Given data below:

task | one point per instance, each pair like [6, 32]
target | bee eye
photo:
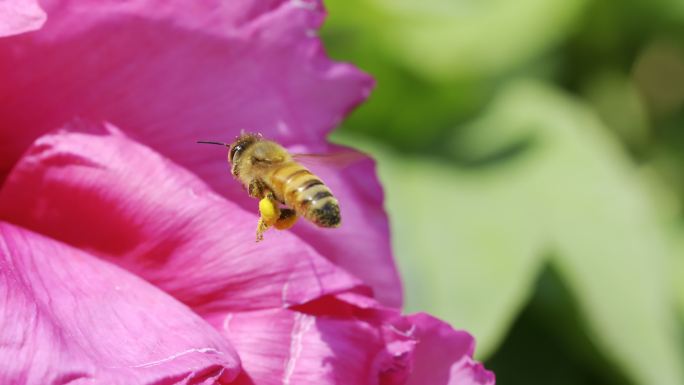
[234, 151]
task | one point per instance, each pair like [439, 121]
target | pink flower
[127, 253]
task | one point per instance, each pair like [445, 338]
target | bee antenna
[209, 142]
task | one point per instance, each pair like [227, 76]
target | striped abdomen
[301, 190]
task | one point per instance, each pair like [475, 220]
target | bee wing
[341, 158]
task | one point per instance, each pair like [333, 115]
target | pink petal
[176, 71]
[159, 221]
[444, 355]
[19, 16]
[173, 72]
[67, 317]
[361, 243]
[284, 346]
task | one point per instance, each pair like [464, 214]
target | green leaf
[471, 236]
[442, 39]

End of Given data.
Given data below:

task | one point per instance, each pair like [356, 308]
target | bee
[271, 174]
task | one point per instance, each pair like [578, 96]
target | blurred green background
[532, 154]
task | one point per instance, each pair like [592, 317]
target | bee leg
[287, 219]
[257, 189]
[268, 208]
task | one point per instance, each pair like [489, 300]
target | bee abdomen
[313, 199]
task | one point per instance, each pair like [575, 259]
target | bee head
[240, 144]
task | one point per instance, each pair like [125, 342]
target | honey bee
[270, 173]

End of Given data.

Instructions to follow ▸ Would you copy out exactly the lines above that start at the one containing "target | bee wing" and end at the one containing "task | one point per instance, each pair like [464, 214]", inclusive?

The answer ▸
target | bee wing
[341, 158]
task | one point per instance, each pair like [333, 115]
target | pink petal
[176, 71]
[159, 221]
[444, 355]
[19, 16]
[173, 72]
[67, 317]
[361, 243]
[284, 346]
task | one point per instance, each pair like [464, 214]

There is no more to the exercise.